DIRECTIVE: Exactly reproduce all the records, keeping pictures out of the copy.
:: INFORMATION SHOWN
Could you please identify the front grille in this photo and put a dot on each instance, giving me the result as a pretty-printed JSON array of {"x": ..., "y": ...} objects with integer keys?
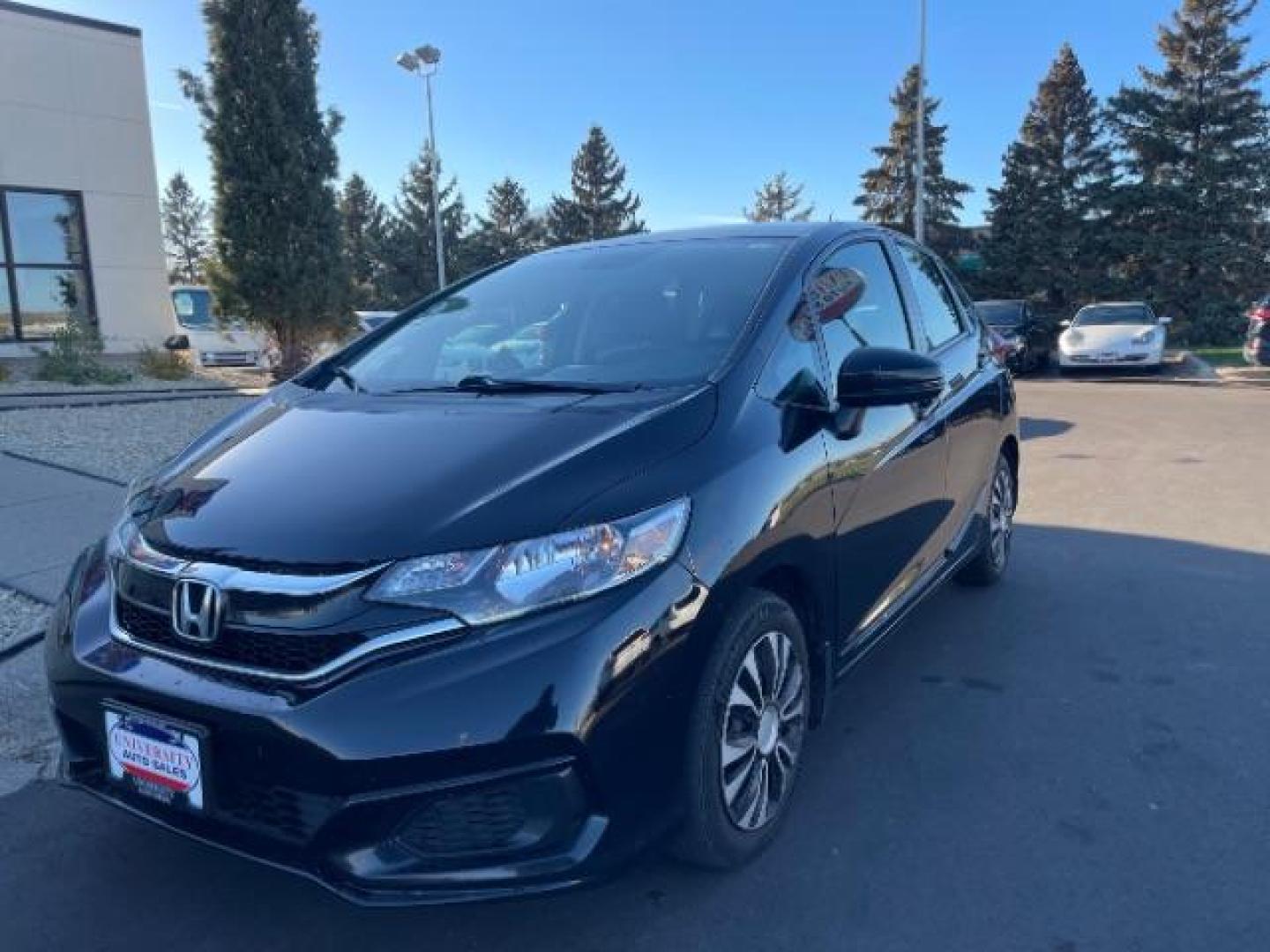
[
  {"x": 290, "y": 651},
  {"x": 467, "y": 822},
  {"x": 277, "y": 811}
]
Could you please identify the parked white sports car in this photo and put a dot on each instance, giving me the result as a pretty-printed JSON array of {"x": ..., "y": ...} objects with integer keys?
[
  {"x": 1113, "y": 335},
  {"x": 215, "y": 340}
]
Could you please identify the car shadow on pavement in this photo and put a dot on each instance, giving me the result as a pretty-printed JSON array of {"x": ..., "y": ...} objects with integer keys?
[
  {"x": 1039, "y": 428},
  {"x": 1074, "y": 756}
]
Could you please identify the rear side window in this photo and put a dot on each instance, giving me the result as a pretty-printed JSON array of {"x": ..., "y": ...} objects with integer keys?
[
  {"x": 878, "y": 319},
  {"x": 938, "y": 302}
]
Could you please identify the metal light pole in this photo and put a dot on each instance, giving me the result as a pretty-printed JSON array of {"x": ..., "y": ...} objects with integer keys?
[
  {"x": 423, "y": 63},
  {"x": 920, "y": 185}
]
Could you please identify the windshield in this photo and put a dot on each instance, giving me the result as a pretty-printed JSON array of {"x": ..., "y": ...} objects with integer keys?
[
  {"x": 629, "y": 315},
  {"x": 193, "y": 309},
  {"x": 1108, "y": 315},
  {"x": 1000, "y": 314}
]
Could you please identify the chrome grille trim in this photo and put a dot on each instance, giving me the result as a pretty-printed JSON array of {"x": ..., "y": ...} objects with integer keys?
[
  {"x": 374, "y": 646},
  {"x": 228, "y": 576}
]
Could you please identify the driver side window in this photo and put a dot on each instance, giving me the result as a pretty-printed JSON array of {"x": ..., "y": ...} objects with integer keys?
[{"x": 878, "y": 319}]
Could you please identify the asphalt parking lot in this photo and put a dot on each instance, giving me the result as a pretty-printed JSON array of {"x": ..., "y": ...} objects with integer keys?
[{"x": 1073, "y": 761}]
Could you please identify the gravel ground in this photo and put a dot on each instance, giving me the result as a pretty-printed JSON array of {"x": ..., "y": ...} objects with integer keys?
[
  {"x": 19, "y": 617},
  {"x": 22, "y": 383},
  {"x": 28, "y": 743},
  {"x": 117, "y": 442}
]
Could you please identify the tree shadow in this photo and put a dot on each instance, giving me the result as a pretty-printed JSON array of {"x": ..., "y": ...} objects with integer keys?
[
  {"x": 1041, "y": 428},
  {"x": 1071, "y": 725}
]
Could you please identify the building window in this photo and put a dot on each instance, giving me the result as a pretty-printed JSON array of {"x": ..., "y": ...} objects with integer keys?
[{"x": 43, "y": 263}]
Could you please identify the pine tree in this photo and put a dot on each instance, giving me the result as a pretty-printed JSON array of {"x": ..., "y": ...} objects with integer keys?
[
  {"x": 779, "y": 199},
  {"x": 412, "y": 236},
  {"x": 279, "y": 260},
  {"x": 184, "y": 230},
  {"x": 598, "y": 207},
  {"x": 1050, "y": 215},
  {"x": 1197, "y": 146},
  {"x": 363, "y": 224},
  {"x": 889, "y": 190},
  {"x": 507, "y": 228}
]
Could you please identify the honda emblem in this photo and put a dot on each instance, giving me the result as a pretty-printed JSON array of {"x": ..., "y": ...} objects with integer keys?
[{"x": 196, "y": 611}]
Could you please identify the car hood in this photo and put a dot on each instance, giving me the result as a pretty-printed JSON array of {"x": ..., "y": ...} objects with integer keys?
::::
WRITTEN ANSWER:
Could you please identify the front grille in this photo and put a dot on each instance, giving me the result as a pretty-printed JSON array of {"x": ..., "y": ...} objects with integer keys?
[
  {"x": 290, "y": 651},
  {"x": 467, "y": 822},
  {"x": 277, "y": 811}
]
Could you please identify the parked white sports car in this photo and put a dot on each instance, giving me the result as a pretty-printed JSON array of {"x": ..., "y": ...} objects with integer keys?
[
  {"x": 1113, "y": 335},
  {"x": 215, "y": 340}
]
Could you please identify the car shadow on pavement in this photo and put a dot on each instance, giving me the result as a pretty-printed JSON array of {"x": ..., "y": ...} objects with integer keys?
[
  {"x": 1039, "y": 428},
  {"x": 1074, "y": 756}
]
Could you please identify the rear side window in this photo and put a dot on each instance, giving me the result as a pretty-printed JSON array of {"x": ..., "y": ...} objects with integer keys?
[
  {"x": 878, "y": 319},
  {"x": 938, "y": 302}
]
Could you please identify the metal light pole in this photo and put a dot on each instance, giving me the result as a pretty-printed JSON array of {"x": ..., "y": ...} objects with integer keys?
[
  {"x": 423, "y": 63},
  {"x": 920, "y": 185}
]
Could you please identify the windshield in this photo and put a dot on each instance, giving me the result as a pretty-printed JSON array of {"x": ..., "y": ...} objects with integer keys?
[
  {"x": 629, "y": 315},
  {"x": 193, "y": 309},
  {"x": 1108, "y": 315},
  {"x": 1000, "y": 314}
]
Could you please identify the chrome grille trim in this photo and put a dot on each instance, giving me the result as a pretty-printed JSON array of {"x": ..., "y": ...} objects with integer keys?
[
  {"x": 374, "y": 646},
  {"x": 228, "y": 576}
]
Could you please identify the driver side window in this photo and put a dot on each instance, giving me the result as a pretty-printed JSON array of {"x": ..., "y": ...} objects with integer keys?
[{"x": 878, "y": 319}]
Could you please identify the asphalt parking lot in this photo and put a dot on each instance, giving me the result as a pretty-printed JSON array of {"x": ..., "y": ...} objects with integer keys?
[{"x": 1073, "y": 761}]
Could you please identify the gravel ground in this photo and put a dot on each instance, giving me the result as a pretty-printed JSON array of {"x": ..., "y": ...} objects with integer keys?
[
  {"x": 19, "y": 617},
  {"x": 22, "y": 383},
  {"x": 28, "y": 743},
  {"x": 117, "y": 442}
]
Could you please identify the tree shadow in this photo and put a dot on each instance, giving me the result as a pretty-printed JSON array of {"x": ..., "y": ...} objects with integer keys?
[
  {"x": 1041, "y": 428},
  {"x": 1071, "y": 725}
]
Could you please identify the building window in this photo and put a dot on each instance, giving me the result as a pretty-printed JSON array of {"x": ..., "y": ...} objects with integer keys?
[{"x": 43, "y": 263}]
Could you please identify the pine tree in this photo and put a dot on each instance, giving me the result as a pretty-printed JSON array of {"x": ..., "y": ...} objects with integer keys?
[
  {"x": 779, "y": 199},
  {"x": 412, "y": 236},
  {"x": 279, "y": 260},
  {"x": 184, "y": 230},
  {"x": 598, "y": 207},
  {"x": 1050, "y": 215},
  {"x": 1197, "y": 146},
  {"x": 363, "y": 224},
  {"x": 889, "y": 190},
  {"x": 507, "y": 228}
]
Could you please identify the honda emblem in this photo and put a dot on each instance, giving me the result as a pretty-printed JSON array of {"x": ..., "y": ...} objects with integer keys?
[{"x": 196, "y": 611}]
Could you please identify the car hood in this photo and put a dot on each instance, giving me the result as a pretty-printed JSON array of {"x": ..., "y": ...} objects with integer keys?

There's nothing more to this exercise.